• Provided data:
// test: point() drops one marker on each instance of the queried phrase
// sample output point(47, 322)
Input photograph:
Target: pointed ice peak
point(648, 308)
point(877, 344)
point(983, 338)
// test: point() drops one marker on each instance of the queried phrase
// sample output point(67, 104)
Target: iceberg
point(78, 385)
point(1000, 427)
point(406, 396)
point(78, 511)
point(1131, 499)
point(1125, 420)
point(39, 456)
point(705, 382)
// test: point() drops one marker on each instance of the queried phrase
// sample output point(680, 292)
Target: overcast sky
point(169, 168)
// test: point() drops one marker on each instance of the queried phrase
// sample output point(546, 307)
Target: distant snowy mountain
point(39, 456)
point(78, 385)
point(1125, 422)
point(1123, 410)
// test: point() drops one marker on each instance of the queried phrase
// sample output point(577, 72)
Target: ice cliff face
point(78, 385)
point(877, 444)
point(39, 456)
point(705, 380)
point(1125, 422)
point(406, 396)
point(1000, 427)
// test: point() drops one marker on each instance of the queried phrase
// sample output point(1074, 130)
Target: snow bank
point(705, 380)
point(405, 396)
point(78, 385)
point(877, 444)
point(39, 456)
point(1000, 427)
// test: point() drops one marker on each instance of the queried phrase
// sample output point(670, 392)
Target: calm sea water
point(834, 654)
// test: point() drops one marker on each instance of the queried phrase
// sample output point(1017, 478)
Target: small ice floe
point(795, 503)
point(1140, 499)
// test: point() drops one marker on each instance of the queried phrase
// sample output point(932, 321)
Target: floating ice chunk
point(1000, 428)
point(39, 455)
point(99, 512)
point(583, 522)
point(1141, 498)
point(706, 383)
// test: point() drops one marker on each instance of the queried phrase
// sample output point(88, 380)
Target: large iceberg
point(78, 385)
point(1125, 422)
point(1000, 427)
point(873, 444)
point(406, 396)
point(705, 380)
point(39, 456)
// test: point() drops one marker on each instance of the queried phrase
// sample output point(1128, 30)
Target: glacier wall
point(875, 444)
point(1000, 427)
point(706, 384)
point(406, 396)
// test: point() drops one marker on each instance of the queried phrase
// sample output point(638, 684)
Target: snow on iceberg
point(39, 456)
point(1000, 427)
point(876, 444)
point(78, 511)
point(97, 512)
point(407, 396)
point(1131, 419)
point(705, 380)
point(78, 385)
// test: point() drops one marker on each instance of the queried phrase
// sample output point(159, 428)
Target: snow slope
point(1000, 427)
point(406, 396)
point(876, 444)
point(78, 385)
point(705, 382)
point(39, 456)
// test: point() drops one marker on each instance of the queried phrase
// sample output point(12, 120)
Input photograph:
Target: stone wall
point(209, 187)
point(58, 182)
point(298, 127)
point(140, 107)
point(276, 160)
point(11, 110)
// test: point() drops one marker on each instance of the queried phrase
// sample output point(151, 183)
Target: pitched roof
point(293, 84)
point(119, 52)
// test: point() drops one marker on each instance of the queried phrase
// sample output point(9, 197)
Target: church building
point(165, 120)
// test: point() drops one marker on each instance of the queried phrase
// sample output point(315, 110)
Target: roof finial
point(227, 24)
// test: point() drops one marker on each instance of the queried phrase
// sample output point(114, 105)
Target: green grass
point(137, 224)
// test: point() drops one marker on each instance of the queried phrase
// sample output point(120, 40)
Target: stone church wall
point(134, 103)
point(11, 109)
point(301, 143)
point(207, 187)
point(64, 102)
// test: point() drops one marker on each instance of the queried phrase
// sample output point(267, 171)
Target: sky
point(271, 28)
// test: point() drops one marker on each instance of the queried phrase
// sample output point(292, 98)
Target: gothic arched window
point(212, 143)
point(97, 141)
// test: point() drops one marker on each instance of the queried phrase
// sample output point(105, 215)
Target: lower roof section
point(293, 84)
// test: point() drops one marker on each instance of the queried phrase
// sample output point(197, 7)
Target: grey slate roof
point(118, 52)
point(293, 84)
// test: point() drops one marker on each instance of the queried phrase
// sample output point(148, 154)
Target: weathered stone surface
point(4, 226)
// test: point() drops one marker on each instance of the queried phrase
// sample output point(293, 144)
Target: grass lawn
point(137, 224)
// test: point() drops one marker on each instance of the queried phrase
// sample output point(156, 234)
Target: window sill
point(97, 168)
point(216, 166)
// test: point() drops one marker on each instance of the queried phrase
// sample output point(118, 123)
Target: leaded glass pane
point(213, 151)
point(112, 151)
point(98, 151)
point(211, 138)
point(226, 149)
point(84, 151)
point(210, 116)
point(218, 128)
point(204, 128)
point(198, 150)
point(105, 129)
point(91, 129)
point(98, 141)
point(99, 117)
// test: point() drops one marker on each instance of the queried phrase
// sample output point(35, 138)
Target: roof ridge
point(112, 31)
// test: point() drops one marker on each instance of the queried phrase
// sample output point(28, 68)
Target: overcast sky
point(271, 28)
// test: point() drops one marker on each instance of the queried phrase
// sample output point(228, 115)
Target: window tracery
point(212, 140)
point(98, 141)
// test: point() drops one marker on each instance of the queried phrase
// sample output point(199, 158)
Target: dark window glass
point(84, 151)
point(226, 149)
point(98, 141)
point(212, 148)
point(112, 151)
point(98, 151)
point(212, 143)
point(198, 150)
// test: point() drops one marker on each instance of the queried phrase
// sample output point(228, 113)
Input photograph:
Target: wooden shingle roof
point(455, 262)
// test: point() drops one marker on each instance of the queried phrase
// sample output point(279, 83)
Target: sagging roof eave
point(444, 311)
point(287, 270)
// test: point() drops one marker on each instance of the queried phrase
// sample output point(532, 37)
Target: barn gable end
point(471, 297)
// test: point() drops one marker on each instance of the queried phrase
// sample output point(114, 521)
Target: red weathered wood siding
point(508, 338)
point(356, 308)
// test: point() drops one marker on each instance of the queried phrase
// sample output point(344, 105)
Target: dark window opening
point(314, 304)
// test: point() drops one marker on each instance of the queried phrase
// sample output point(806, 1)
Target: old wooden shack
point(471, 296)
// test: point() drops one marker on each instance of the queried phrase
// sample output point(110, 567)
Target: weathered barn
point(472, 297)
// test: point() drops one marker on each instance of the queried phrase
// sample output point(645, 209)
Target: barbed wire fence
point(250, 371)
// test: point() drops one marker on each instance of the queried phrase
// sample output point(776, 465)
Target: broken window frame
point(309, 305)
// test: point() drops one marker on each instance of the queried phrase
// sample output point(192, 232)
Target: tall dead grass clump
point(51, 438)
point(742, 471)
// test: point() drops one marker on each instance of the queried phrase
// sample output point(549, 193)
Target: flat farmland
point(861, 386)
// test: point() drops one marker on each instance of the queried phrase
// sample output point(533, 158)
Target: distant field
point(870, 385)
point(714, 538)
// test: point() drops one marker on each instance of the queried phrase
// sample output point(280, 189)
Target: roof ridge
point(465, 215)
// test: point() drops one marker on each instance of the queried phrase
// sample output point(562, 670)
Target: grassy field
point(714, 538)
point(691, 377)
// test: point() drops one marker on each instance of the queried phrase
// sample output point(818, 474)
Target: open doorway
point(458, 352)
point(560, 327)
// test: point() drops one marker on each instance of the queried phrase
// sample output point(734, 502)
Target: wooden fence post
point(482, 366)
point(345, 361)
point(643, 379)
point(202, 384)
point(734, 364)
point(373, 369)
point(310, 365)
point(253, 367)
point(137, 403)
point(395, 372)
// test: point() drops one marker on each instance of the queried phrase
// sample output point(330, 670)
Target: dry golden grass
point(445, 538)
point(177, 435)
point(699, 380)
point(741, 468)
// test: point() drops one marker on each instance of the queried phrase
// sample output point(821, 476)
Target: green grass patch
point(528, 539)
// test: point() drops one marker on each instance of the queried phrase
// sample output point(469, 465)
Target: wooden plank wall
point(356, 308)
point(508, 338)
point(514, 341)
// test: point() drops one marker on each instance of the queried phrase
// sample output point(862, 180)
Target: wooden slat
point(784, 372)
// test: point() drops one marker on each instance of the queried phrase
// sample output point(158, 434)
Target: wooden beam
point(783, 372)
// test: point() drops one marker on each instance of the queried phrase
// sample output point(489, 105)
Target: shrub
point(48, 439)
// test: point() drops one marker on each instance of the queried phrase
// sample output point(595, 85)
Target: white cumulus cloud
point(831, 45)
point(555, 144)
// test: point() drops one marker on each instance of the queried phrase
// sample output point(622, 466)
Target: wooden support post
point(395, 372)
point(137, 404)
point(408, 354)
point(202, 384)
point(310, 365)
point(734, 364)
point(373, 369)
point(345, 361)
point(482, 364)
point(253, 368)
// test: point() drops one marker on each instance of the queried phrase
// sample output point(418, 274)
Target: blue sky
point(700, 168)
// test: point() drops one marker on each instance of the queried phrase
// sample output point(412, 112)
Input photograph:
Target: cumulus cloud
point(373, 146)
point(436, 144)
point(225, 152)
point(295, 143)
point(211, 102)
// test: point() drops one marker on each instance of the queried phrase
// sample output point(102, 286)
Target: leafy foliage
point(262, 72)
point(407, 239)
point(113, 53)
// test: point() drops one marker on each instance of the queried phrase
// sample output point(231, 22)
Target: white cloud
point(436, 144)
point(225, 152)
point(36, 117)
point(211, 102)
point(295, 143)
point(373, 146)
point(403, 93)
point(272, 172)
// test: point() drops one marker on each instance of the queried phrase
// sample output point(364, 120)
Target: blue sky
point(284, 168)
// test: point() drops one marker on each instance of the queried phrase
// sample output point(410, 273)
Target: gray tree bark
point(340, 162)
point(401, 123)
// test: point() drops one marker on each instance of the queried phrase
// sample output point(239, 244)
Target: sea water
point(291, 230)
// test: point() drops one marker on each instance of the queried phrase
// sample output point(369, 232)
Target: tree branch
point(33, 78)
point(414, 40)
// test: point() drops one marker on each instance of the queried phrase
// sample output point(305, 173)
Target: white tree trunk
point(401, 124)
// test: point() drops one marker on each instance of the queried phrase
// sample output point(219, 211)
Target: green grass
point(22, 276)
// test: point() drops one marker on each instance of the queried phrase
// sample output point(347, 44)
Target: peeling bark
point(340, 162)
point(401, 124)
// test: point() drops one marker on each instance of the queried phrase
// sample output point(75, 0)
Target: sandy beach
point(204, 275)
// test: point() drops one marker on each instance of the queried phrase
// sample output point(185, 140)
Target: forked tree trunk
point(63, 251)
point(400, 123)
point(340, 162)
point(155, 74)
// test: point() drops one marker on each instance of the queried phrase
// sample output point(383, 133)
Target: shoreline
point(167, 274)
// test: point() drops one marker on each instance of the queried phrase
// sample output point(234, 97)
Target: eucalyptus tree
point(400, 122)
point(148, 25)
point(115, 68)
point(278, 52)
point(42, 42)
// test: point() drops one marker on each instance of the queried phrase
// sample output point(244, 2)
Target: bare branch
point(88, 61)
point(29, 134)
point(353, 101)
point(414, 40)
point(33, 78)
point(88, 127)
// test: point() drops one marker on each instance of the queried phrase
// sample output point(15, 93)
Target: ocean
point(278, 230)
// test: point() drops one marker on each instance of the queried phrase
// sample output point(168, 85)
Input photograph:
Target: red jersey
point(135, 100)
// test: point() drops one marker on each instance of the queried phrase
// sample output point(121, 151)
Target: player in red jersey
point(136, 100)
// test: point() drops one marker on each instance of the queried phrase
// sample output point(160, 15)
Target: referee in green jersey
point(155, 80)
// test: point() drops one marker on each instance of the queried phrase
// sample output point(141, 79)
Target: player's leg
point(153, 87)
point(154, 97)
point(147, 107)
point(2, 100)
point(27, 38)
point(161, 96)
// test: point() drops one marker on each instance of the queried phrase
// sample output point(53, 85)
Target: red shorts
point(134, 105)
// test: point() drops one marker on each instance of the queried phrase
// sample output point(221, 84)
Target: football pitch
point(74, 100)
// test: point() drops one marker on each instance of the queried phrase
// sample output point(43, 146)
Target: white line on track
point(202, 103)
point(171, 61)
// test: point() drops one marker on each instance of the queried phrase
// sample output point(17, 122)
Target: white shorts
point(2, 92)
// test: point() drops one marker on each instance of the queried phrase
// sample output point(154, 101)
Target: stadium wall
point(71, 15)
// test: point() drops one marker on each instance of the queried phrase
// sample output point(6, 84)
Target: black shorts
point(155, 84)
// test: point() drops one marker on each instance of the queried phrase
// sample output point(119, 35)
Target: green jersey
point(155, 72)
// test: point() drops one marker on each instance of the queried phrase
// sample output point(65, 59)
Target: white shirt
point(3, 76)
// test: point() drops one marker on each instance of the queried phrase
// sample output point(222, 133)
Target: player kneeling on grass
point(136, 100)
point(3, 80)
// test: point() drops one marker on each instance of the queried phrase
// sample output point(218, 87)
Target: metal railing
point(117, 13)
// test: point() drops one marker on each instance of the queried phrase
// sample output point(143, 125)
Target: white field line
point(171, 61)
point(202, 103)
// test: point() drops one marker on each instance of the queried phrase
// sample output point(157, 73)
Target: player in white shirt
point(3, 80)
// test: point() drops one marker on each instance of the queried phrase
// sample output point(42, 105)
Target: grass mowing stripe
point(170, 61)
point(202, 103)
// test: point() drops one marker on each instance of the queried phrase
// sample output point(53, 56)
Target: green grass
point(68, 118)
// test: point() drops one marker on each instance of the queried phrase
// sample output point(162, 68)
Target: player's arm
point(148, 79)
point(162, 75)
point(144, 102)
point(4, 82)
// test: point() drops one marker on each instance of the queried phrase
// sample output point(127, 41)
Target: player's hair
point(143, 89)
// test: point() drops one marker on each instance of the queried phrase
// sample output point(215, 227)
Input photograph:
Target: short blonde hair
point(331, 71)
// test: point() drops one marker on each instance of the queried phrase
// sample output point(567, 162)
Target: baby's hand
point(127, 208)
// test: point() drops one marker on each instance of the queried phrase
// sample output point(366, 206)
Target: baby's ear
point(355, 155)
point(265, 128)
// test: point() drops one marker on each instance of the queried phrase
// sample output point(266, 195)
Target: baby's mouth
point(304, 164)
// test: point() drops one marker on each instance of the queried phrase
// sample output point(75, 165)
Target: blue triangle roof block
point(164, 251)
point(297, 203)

• Task directions: Copy out each line above that contains the word "bark".

• Written solution:
Target: gray tree bark
Target: peeling bark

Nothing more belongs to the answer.